:: DOCUMENT SECTION ::
** BEGIN **
The Lisenser Fernerkogl looked especially dramatic this morning because of a middle and upper band of clouds that just allowed a glimpse of sunny and rocky slopes high enough above that you have to crane your neck. "That is so cool," I thought.

The Laengentaler valley flattened, and I could see the Westfalenhaus on the slopes ahead. I wondered about going there for tea and strumpets but it was actually pretty out of the way, because the direct slope has melted out: you need to walk past it on the valley floor, then switchback up several hundred feet. Though the Apfelstrudel and beer around here really grows on you.

Somewhere in the long walk beside the babbling creek I passed a nice fellow, but made a faux paus. Coming along behind I said "Wie geht es dir?" and he turned and scowled at me. I immediately thought "oh crap I used the 'du' form of address instead of the more formal 'Sie' - is that what I did?" I thought of trying to apologize in my broken German, but then I thought that would be silly. So I said "Guten Tag!" Now the silence kind of unnerved me so I hasted to speed by. I could hear him thinking "ugly American". Anyway, that dynamic seemed to continue for a while. I would say hello as I passed (or got passed by) various other people, and got the most minimal of responses. Perhaps the headphones around my neck signaled an off-putting cultural imperialism. It's hard to get used to just silently skinning by people fairly deep in the mountains.
** END **
:: STATED TASK A ::
Substitute "location survey" for "plot-scouting record" in the entries, giving everything from the line containing "like [192, 281]." down to the end of the entries again with all else unchanged.

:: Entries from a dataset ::
** BEGIN **
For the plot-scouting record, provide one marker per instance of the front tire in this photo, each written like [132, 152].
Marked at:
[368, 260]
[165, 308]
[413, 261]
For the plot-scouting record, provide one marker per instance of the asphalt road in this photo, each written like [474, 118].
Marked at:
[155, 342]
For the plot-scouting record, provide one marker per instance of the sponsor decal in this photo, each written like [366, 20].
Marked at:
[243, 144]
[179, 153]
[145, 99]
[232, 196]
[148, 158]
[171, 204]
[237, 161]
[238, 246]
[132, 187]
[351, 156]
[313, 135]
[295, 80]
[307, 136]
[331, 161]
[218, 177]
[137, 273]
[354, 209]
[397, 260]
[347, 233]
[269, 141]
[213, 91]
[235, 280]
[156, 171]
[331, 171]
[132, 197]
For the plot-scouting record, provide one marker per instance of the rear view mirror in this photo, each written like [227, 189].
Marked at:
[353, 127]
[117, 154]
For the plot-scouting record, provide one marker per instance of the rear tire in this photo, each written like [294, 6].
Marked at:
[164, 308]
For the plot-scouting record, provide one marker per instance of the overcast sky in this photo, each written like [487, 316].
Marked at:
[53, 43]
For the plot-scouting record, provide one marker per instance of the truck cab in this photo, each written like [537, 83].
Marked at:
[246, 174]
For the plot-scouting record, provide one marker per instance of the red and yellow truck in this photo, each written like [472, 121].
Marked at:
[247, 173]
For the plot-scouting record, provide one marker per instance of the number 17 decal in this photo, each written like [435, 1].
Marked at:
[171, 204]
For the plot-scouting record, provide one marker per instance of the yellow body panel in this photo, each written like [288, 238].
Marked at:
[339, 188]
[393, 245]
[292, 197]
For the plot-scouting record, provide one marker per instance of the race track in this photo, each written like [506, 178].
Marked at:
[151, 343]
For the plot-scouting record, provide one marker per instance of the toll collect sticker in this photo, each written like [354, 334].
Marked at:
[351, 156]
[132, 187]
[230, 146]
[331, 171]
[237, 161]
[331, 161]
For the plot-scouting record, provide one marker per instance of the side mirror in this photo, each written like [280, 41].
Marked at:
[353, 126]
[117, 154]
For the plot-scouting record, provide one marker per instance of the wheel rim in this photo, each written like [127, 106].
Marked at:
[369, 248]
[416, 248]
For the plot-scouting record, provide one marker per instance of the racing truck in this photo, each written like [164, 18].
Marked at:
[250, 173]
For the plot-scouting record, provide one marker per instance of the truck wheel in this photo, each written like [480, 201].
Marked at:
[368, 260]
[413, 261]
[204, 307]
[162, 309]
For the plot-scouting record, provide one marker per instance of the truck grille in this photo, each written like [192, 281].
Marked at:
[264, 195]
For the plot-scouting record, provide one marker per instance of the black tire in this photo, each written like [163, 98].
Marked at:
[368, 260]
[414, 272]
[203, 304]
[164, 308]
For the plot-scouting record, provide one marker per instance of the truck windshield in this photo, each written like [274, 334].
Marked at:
** END **
:: STATED TASK B ::
Resume the account of the hike through the Laengentaler valley, picking up right after its final sentence.

:: EXPECTED ANSWER A ::
For the location survey, provide one marker per instance of the truck grille in this photo, each written like [192, 281].
Marked at:
[264, 195]
For the location survey, provide one marker per instance of the black tire in this photo, each written like [163, 98].
Marked at:
[368, 260]
[414, 272]
[203, 304]
[164, 308]
For the location survey, provide one marker per instance of the truck windshield in this photo, each written like [274, 334].
Marked at:

:: EXPECTED ANSWER B ::
Now I continued in alternating strong wind, shade and sun. I had the mountain to myself for about an hour (that is, I couldn't see anyone ahead or behind). The views were broad and magnificent, especially of the Brunnenkogl wall, with the Lisenser and Brunnenkogl peaks atop. I wondered when I was actually on the glacier, guessing that it may have receded dramatically in recent years. The DAV map that I had showed it to be massively crevassed, but at this time of year I saw none.

Finally I was making short switchbacks right of the summit, stopping fairly often just to breath. I enjoyed watching a guy ski masterfully down from the summit.

I took off skis a few feet below the summit (scardy cat), and joined a guy there who had passed me a while back. After the encounters earlier I had kind of clammed up. But finally my curiousity asserted itself and I asked what the broad pyramidal summit to the south was (the Schrankogl). 3 more people came up and I took a picture for them. It was 11 am - it had taken me 4.5 hours to get here.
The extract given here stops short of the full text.